> _Texto proporcionado_:
>>>>>

Yo, entonces un joven de 18 años, con la confianza e ingenuidad propias de esa edad, confiaba absolutamente en las buenas intenciones de todos aquellos que, como tú, formaron parte de la generación fundacional del Sodalicio, y no abrigaba ninguna suspicacia contra nadie. No era consciente del lavado de cerebro y la manipulación de conciencia de la cual había sido objeto, pues la vida se presentaba abierta a ideales de grandeza y esperanzas de contribuir a cambiar el mundo, para convertirlo “de salvaje en humano, y de humano en divino”, como continuamente se nos repetía. Y a mantener esa ilusión contribuían los gratos momentos de vida comunitaria, que opacaban los severos castigos que a veces recibíamos.

Muchos se preguntan cómo pudimos soportar agresiones físicas y psicológicas, sin protestar ni rebelarnos. Eso se explica porque el anzuelo que nos atrapaba tenía también una carnada jugosa y sabrosa, unos momentos de vida fraterna que nos parecían la gloria, donde podíamos sentir una cierta alegría y un sentimiento de compañerismo y fraternidad que nunca habíamos experimentado de igual manera fuera de la comunidad. Nos sentíamos felices de ser “amigos en Cristo”. Pero, sin saberlo, eso ocurría a costa de nuestra libertad y sólo funcionaba mientras uno mantuviera una fidelidad férrea al ideal sodálite y nunca cuestionara nada.

En ese sentido, puedo decir que nunca he pasado mejores Navidades que aquellas que pasé cuando, después de la Misa del Gallo, nos reuníamos los miembros de todas las comunidades de Lima para compartir la cena navideña y representar sketches que nos hacían reír a carcajadas. Tú mismo, José Antonio, te disfrazaste una vez de Batman y apareciste junto con Alfredo Ferreyros disfrazado de Robin, para hacer una parodia —donde te llamaban Fatman por tu consabida corpulencia abdominal— que  nos hizo reír con tu consuetudinaria simpatía.

<<<<<

> _Ejercicio planteado 1_:
Según el texto proporcionado, ¿de qué personaje se disfrazó Alfredo Ferreyros?
> _Ejercicio planteado 2_:
Reproduzca el fragmento del texto proporcionado que va desde "Muchos se preguntan" hasta "nunca cuestionara nada.", sustituyendo "compañerismo" por "camaradería".

> _Entradas de una fuente de datos_:
>>>>>

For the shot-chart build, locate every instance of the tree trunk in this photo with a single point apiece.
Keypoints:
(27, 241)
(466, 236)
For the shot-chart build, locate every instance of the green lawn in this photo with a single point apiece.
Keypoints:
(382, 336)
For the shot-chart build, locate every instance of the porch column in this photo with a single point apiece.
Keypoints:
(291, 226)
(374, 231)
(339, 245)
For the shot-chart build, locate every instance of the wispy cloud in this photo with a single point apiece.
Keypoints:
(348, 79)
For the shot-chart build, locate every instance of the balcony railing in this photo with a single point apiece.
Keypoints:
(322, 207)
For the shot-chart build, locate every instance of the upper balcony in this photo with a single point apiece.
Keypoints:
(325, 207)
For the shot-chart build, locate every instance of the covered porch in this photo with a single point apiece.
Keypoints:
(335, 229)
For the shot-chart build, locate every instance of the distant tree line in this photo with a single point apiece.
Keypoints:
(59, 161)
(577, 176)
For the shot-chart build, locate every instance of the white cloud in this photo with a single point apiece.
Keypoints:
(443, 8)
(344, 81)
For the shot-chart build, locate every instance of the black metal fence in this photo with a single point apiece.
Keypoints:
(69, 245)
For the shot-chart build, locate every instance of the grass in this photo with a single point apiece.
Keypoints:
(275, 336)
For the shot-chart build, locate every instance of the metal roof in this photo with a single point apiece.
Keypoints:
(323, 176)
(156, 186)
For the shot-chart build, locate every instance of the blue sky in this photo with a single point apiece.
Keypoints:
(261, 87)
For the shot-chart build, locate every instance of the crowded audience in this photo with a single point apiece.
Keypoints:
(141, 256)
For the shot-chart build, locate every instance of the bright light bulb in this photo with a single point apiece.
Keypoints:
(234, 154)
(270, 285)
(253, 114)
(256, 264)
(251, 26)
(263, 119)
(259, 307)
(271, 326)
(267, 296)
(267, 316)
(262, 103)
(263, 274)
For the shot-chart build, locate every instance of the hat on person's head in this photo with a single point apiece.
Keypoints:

<<<<<

> _Respuesta correspondiente 1_:
De Robin.

> _Respuesta correspondiente 2_:
Muchos se preguntan cómo pudimos soportar agresiones físicas y psicológicas, sin protestar ni rebelarnos. Eso se explica porque el anzuelo que nos atrapaba tenía también una carnada jugosa y sabrosa, unos momentos de vida fraterna que nos parecían la gloria, donde podíamos sentir una cierta alegría y un sentimiento de camaradería y fraternidad que nunca habíamos experimentado de igual manera fuera de la comunidad. Nos sentíamos felices de ser “amigos en Cristo”. Pero, sin saberlo, eso ocurría a costa de nuestra libertad y sólo funcionaba mientras uno mantuviera una fidelidad férrea al ideal sodálite y nunca cuestionara nada.